(Extract to read)

An Open Letter To EMTs

First off – apologies to my non-EMS readers. I’m going to bitch at my brethren a moment. Feel free to eavesdrop if you’d like.

I fully realize that taking care of surly drunks and crack addicts at 3 am is not what you may have envisioned when you signed on for the job, Little LifeSavers. And while giving a little old lady a ride to the ER to have someone replace her PEG tube may not be a worthy use of your prodigious skills, it IS your job. And if you want to use words like Gomer Tote and Foley Patrol when it’s Just Us Guys, I’ll chuckle right along with you and commiserate. I’ve been there, probably far more often than you have. But if I hear ONE MORE medic refer to a patient in derogatory terms when that patient or a family member is within earshot, I’m going to snatch a knot in somebody’s ass. That applies even when I happen to agree with your opinion of the patient. Be professionals, and maybe one day the rest of the healthcare industry will treat us like professionals.

And when you call in a patient report, have something coherent to say. My colleagues used to wonder at how I got orders from Docs when no one else could, or get away with doing things without orders that would see any other medic get disciplined. It’s very simple: I try very hard not to sound like an idiot when I pick up the phone. Try it some time. You might be surprised.

And here’s another one – no one deserves to be in pain if it can be avoided. And while you may be reluctant to medicate an assumed drug seeker, there always exists the possibility that your assessment and assumptions may be flawed. Look carefully. And when you bring me an eighty year old man WITH AN OBVIOUS FEMUR FRACTURE, he damned well better be medicated. I don’t give a rat’s ass if the nursing home is two minutes away. I don’t care if he fell in my fucking parking lot. Before he is moved from his position on the ground, you had better get an IV and get him some pain relief. The splinting alone is painful enough, let alone the ride to the hospital. We don’t get a chance to save many lives, and there are damned few studies out there that show that a paramedic is any better than an EMT for the average emergency call. But pain relief is something we can do.

(End Extract to read)

→ What to do:
**A)** Reproduce the open letter to EMTs from "And here’s another" to "something we can do.".
**B)** Carry on writing the open letter to EMTs, picking up after its last sentence.
The material after this point comes from a different source than the open letter to EMTs.

(Entries supplied)

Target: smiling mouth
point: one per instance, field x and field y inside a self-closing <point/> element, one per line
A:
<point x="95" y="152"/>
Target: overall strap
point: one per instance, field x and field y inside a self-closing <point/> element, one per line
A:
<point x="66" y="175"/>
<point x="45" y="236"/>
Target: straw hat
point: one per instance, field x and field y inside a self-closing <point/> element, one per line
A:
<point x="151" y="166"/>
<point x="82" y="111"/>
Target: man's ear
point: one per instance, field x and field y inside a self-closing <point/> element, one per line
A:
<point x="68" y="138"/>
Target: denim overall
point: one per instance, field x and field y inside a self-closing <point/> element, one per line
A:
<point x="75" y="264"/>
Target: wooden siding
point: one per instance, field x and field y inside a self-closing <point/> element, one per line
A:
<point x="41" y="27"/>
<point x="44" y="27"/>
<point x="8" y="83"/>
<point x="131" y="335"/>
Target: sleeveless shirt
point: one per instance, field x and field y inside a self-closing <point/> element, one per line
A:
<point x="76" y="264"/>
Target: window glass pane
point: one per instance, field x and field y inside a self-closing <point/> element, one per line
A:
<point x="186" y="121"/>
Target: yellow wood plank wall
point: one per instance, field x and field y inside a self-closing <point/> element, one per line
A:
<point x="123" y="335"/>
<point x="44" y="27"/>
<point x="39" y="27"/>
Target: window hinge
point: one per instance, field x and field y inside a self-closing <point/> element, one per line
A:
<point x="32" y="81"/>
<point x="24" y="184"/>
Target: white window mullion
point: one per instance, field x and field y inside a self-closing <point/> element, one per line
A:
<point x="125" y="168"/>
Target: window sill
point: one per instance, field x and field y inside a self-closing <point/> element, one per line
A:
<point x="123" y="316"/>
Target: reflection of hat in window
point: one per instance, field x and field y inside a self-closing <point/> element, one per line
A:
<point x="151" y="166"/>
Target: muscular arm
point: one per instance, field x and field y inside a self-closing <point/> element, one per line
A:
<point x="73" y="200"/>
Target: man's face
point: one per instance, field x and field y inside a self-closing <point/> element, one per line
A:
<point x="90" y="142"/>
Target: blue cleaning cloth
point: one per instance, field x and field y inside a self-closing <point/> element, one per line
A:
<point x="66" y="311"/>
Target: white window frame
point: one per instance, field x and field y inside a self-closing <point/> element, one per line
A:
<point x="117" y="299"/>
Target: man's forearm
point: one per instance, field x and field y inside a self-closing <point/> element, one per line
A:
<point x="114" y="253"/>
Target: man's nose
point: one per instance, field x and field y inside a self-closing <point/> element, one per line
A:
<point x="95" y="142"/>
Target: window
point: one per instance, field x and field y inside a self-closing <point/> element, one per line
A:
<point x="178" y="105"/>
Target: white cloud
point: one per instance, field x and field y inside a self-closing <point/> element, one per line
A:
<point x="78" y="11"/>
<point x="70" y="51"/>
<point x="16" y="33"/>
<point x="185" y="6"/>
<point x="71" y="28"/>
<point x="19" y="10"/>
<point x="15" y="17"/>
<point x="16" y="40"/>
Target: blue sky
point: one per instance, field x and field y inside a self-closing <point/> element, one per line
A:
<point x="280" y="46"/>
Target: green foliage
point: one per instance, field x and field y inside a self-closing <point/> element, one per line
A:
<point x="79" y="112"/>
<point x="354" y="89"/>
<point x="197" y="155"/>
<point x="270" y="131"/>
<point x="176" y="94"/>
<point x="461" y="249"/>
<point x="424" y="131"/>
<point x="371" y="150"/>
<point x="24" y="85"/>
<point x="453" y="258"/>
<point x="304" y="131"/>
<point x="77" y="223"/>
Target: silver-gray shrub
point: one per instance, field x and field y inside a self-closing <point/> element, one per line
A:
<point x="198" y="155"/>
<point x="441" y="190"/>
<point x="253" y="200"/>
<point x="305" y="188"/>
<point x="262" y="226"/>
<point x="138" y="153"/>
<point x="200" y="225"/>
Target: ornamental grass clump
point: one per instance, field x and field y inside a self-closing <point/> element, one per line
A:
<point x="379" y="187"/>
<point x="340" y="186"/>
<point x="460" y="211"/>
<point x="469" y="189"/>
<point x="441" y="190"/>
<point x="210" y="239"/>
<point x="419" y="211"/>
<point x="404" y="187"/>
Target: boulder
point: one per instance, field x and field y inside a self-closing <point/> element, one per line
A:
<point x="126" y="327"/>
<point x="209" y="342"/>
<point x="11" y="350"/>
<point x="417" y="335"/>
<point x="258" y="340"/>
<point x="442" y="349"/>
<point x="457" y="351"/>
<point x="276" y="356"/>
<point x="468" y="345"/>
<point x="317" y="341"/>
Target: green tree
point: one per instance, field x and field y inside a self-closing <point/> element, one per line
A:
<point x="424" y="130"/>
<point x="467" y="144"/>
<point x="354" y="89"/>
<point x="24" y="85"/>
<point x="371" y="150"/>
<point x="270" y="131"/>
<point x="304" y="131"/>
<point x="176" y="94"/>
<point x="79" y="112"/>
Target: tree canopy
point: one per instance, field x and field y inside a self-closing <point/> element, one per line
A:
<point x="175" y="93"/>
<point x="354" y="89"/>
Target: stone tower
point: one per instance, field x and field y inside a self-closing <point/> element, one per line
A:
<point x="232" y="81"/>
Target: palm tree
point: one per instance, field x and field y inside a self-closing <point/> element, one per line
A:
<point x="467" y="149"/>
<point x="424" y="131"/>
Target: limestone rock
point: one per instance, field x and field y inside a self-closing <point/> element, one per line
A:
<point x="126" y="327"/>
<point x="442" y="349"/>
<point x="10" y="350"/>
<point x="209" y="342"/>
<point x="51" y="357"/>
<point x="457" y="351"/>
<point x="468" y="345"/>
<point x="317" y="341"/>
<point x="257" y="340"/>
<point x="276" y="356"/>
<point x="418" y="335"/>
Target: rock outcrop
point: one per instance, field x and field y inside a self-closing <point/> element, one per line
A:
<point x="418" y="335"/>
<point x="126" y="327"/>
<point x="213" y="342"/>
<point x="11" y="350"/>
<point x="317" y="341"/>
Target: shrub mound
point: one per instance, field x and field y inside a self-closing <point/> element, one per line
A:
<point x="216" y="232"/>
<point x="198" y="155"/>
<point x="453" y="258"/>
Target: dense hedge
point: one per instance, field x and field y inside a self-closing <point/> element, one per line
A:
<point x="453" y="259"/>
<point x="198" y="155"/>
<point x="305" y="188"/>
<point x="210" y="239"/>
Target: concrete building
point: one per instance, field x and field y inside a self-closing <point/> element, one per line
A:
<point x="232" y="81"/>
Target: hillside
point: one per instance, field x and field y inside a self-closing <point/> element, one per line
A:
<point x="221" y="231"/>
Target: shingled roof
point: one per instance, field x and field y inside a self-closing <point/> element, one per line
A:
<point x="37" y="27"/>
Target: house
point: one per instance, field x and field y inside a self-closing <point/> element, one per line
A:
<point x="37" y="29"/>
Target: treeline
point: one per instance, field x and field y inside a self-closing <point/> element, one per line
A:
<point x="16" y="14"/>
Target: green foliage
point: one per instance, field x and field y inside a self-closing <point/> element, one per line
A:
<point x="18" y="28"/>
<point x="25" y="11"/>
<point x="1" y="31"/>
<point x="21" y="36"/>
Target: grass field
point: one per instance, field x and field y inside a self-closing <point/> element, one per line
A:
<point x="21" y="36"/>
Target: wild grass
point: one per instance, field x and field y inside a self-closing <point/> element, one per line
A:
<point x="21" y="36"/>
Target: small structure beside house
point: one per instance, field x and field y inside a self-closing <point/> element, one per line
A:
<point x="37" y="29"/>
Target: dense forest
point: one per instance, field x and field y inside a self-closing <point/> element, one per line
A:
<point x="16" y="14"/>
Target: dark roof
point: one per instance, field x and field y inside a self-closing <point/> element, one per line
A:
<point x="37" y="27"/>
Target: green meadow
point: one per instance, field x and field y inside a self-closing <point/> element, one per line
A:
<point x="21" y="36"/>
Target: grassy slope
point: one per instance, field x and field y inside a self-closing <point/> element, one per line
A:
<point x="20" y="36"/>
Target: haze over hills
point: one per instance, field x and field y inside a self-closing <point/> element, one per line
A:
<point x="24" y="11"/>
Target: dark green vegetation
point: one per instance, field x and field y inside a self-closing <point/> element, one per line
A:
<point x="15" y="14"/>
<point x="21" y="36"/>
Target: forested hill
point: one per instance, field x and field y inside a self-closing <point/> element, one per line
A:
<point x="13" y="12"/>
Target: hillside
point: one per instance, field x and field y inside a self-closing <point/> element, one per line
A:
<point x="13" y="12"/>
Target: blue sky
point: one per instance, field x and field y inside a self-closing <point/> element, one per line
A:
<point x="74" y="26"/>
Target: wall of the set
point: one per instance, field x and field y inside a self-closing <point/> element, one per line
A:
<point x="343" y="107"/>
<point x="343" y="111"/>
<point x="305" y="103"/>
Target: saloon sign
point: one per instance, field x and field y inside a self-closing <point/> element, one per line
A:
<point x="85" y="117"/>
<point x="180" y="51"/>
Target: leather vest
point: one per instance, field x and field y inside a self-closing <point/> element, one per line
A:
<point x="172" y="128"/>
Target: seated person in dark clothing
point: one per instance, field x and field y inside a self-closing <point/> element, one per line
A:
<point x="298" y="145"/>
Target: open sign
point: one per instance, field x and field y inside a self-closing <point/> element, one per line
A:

(End Entries supplied)

→ Responses per task:
**A)**
And here’s another one – no one deserves to be in pain if it can be avoided. And while you may be reluctant to medicate an assumed drug seeker, there always exists the possibility that your assessment and assumptions may be flawed. Look carefully. And when you bring me an eighty year old man WITH AN OBVIOUS FEMUR FRACTURE, he damned well better be medicated. I don’t give a rat’s ass if the nursing home is two minutes away. I don’t care if he fell in my fucking parking lot. Before he is moved from his position on the ground, you had better get an IV and get him some pain relief. The splinting alone is painful enough, let alone the ride to the hospital. We don’t get a chance to save many lives, and there are damned few studies out there that show that a paramedic is any better than an EMT for the average emergency call. But pain relief is something we can do.

**B)**
On that same note, 99% of EMS protocols were written to ensure that Mongo the Knuckle-Dragging Medic renders the same basic, minimum care as Johnny Gage the Super Medic. If the only justification you can offer for performing a procedure or administering a medication is the phrase, “it’s in the protocol,” guess which one you are? A good medic knows when to deviate from protocol.

Keep this in mind too – strapping someone to a board is not always necessary. In fact, spinal immobilization is rarely necessary. A simple physical examination of the patient is more accurate than a cervical spine x-ray at ruling out a cervical spine fracture. That’s right kiddies, I said more accurate. EMTs throughout Maine do it with great accuracy. If your system requires you to regularly strap some frightened osteoporotic grandma with absolutely no sign of neurological deficits or cervical pain to a hard plastic board, solely because she rolled out of bed, you have two choices: Either blindly do something stupid like Mongo Medic, or call the ER for permission to deviate from your protocols. If that doesn’t work, Google NEXUS some time and look at the studies. Better yet, send me your e-mail addy and I’ll forward a bunch to you. That way you’ll have some ammunition when you pose the question to your medical director, “Why do you write protocols that require us to do painful, unnecessary procedures with no proven medical benefit?”

And if you still have no choice but to immobilize the patient, or in your heart of hearts you feel that he really needs it, for Gawd’s sake do it right. Rob straps from your other boards if you have to, and tear up your membership card in the No Neck Fits Everyone Society.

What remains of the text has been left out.